# Start of Dataset records

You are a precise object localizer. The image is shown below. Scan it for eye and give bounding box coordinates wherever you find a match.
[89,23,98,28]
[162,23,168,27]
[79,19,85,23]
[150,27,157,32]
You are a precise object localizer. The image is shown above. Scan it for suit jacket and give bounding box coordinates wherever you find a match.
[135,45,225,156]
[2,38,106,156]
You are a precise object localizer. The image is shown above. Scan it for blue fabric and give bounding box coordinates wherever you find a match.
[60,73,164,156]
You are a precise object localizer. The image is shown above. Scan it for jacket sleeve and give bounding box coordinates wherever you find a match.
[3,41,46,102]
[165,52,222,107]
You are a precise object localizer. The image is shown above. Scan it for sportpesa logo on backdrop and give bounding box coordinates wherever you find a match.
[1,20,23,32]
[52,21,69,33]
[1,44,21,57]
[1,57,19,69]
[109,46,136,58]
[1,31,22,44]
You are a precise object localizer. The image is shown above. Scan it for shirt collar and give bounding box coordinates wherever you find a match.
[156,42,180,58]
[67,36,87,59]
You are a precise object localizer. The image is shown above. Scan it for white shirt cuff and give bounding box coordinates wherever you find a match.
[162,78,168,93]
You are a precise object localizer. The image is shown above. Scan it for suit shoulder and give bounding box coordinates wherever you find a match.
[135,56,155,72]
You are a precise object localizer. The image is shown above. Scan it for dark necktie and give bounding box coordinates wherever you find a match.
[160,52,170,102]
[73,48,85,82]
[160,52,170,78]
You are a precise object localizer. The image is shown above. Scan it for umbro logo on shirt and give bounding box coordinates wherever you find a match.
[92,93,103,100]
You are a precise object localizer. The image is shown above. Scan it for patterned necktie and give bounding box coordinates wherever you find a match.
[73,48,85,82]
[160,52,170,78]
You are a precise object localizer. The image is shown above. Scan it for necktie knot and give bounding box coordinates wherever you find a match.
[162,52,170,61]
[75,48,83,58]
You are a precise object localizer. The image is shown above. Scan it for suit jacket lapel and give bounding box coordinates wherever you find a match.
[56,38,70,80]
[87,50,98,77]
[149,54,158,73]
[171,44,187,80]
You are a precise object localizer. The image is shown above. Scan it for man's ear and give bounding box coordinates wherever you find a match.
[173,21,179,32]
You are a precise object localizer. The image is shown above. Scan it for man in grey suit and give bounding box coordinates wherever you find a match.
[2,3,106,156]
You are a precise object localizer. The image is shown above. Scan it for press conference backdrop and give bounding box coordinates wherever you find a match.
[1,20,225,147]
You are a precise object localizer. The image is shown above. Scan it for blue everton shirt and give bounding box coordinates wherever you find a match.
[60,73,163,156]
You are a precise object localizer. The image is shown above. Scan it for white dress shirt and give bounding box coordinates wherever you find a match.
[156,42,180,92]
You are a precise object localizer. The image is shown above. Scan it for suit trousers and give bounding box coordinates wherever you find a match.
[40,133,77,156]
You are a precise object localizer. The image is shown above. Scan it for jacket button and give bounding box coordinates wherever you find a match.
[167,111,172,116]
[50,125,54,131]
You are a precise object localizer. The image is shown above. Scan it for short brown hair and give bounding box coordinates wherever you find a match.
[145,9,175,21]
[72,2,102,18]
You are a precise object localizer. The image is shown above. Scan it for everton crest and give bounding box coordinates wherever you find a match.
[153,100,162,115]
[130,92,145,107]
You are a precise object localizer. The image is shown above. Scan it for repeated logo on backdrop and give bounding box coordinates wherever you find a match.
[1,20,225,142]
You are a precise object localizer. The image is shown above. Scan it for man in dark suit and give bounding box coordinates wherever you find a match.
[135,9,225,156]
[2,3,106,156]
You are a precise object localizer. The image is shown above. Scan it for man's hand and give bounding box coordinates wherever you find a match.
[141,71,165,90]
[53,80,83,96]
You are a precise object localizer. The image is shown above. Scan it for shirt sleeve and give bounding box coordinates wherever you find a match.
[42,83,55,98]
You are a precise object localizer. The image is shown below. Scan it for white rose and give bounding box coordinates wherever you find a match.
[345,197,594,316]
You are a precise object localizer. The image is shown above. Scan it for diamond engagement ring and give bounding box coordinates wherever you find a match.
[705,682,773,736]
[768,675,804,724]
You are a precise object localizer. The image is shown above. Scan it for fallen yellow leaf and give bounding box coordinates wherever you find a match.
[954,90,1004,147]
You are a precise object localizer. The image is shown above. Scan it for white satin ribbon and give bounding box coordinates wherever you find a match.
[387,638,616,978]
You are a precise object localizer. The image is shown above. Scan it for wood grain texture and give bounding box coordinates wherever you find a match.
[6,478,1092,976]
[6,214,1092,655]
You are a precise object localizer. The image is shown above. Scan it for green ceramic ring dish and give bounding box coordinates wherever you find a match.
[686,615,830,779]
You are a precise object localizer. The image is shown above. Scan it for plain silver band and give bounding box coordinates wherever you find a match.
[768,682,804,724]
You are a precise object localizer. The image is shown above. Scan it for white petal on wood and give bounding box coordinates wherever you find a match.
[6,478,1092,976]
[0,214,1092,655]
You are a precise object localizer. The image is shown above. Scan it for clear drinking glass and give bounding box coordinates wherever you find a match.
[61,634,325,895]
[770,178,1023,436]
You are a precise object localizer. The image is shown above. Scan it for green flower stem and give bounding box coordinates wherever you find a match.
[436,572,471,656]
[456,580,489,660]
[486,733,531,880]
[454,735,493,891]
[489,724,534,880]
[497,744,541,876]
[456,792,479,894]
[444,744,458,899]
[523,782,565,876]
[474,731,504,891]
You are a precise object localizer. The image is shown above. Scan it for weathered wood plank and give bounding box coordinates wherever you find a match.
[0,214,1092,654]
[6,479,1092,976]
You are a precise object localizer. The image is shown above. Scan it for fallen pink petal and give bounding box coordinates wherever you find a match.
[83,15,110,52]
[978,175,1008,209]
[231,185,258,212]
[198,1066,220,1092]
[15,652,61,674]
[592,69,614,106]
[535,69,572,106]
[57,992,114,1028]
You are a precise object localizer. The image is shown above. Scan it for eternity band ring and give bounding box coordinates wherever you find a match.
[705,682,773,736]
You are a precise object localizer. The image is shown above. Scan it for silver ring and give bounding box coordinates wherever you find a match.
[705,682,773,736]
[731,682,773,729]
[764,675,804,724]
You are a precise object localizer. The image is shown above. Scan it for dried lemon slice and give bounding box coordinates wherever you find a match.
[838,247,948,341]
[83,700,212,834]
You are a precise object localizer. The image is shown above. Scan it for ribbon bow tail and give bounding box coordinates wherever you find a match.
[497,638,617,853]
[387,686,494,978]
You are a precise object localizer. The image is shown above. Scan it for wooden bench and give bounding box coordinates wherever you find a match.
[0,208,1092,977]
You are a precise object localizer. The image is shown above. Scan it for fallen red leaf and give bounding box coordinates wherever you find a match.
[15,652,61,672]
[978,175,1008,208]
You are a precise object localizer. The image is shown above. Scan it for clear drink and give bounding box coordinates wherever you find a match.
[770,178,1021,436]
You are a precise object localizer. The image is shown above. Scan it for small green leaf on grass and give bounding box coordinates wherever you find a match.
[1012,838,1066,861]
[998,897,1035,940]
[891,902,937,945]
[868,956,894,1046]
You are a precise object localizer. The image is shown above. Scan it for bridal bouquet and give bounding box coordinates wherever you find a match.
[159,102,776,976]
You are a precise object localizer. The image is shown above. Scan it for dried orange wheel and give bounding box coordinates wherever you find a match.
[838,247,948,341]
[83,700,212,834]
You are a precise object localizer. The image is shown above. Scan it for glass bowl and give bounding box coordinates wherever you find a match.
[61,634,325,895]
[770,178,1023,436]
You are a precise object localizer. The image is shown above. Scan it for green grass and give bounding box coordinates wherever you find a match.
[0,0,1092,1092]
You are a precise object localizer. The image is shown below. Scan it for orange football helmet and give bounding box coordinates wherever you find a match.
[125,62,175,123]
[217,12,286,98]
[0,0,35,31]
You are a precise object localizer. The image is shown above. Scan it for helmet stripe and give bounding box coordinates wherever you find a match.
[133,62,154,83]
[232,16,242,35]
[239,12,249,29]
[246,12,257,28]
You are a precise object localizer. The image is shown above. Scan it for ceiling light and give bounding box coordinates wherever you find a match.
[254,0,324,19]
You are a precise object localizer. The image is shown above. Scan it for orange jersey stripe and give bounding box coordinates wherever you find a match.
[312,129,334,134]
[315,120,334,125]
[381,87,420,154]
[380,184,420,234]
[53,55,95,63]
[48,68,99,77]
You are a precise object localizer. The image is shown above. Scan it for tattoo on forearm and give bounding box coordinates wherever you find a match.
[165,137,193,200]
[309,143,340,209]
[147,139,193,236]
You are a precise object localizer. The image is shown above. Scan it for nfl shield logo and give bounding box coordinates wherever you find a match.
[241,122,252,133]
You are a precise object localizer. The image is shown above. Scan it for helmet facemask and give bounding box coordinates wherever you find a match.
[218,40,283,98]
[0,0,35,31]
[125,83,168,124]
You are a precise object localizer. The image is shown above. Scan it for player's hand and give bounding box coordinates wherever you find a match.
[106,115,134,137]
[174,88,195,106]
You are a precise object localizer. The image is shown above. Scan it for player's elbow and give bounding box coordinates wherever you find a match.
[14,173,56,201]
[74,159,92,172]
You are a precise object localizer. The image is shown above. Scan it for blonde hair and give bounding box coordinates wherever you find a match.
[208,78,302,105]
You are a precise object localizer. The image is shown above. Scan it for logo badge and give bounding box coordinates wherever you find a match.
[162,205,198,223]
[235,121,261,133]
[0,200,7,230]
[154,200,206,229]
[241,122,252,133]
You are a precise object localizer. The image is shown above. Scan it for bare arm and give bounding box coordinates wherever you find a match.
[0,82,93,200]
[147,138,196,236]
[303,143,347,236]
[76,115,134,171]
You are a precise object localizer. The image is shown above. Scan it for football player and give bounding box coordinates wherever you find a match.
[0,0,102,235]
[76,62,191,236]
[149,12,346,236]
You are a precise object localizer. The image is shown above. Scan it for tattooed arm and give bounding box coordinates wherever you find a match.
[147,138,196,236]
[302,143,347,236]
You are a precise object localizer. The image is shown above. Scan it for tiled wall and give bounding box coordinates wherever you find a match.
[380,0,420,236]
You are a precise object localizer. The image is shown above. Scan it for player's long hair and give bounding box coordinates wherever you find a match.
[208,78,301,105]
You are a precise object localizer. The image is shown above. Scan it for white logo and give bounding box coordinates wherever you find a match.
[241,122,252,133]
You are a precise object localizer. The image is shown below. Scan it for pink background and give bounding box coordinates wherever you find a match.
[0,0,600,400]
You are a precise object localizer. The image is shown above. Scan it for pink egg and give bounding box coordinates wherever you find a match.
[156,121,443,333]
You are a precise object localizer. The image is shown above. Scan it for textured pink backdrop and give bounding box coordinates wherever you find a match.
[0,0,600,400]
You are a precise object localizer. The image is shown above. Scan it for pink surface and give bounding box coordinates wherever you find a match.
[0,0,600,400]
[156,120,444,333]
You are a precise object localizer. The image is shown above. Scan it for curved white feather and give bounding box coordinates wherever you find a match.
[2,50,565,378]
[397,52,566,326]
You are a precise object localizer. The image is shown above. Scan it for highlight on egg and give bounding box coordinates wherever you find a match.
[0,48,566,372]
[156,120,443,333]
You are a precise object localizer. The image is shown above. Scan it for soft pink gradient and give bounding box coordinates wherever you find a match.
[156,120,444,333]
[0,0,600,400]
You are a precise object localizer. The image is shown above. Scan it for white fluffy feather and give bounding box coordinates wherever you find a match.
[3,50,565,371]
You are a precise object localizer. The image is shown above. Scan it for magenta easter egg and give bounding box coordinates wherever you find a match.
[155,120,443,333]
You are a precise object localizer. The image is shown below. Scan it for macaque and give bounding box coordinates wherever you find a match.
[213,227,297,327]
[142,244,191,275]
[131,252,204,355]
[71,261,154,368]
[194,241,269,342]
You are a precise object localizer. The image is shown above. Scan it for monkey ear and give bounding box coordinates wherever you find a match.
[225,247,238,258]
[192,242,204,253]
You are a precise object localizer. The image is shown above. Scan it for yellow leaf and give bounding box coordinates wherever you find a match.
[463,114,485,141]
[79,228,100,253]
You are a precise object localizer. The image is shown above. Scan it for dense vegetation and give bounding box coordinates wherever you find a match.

# End of Dataset records

=== Exercise directions ===
Give the lines in the rows above as a numbered list, starting at the first line of the rows and ending at the line that contains "[150,27,157,32]". Leave out any blank lines.

=== Task result ===
1. You are a precise object localizer. The image is shown below. Scan it for eye and give bounding box coordinates wherever you find a match.
2. [89,23,98,28]
3. [162,23,168,27]
4. [79,19,85,23]
5. [150,27,157,32]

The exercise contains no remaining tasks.